Problem: Each entry must come back word for word; drop the images as you go.

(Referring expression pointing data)
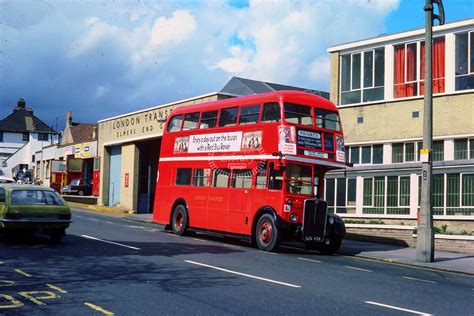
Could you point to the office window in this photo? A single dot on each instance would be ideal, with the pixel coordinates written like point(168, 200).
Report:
point(43, 136)
point(249, 114)
point(464, 61)
point(355, 156)
point(460, 149)
point(183, 176)
point(409, 68)
point(366, 154)
point(367, 66)
point(397, 153)
point(228, 117)
point(208, 119)
point(438, 150)
point(377, 154)
point(190, 121)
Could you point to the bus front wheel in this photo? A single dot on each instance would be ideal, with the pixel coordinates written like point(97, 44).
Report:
point(179, 220)
point(266, 233)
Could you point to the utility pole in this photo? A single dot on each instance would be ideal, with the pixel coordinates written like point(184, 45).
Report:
point(425, 233)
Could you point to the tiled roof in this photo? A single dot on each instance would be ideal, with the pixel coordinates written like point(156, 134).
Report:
point(23, 121)
point(82, 132)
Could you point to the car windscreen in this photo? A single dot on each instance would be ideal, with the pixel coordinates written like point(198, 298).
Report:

Completed exercise:
Could you point to the office window in this photo? A single dot on each instance would be ideal, with the pixel coordinates written like point(168, 200).
Report:
point(43, 136)
point(249, 114)
point(464, 61)
point(355, 156)
point(460, 149)
point(183, 176)
point(409, 68)
point(366, 154)
point(367, 66)
point(397, 153)
point(228, 117)
point(208, 119)
point(438, 150)
point(377, 154)
point(190, 121)
Could you point to the bus front wheel in this photo? A single dot on each instance would be ideal, with the pixel coordinates written like point(97, 44).
Report:
point(179, 220)
point(266, 233)
Could you point to the utility pole in this photo? A single dot on each instance would be ideal, with the pixel coordinates written like point(184, 45).
Report:
point(425, 233)
Could you point to the tiled roof in this photo? A single dot on each instance would be ideal, with the pixel coordinates written like point(156, 134).
Report:
point(23, 121)
point(82, 132)
Could you point to the car windscreen in this photo? A single dot on each instance would be ideal, with the pixel coordinates written like point(198, 298).
Report:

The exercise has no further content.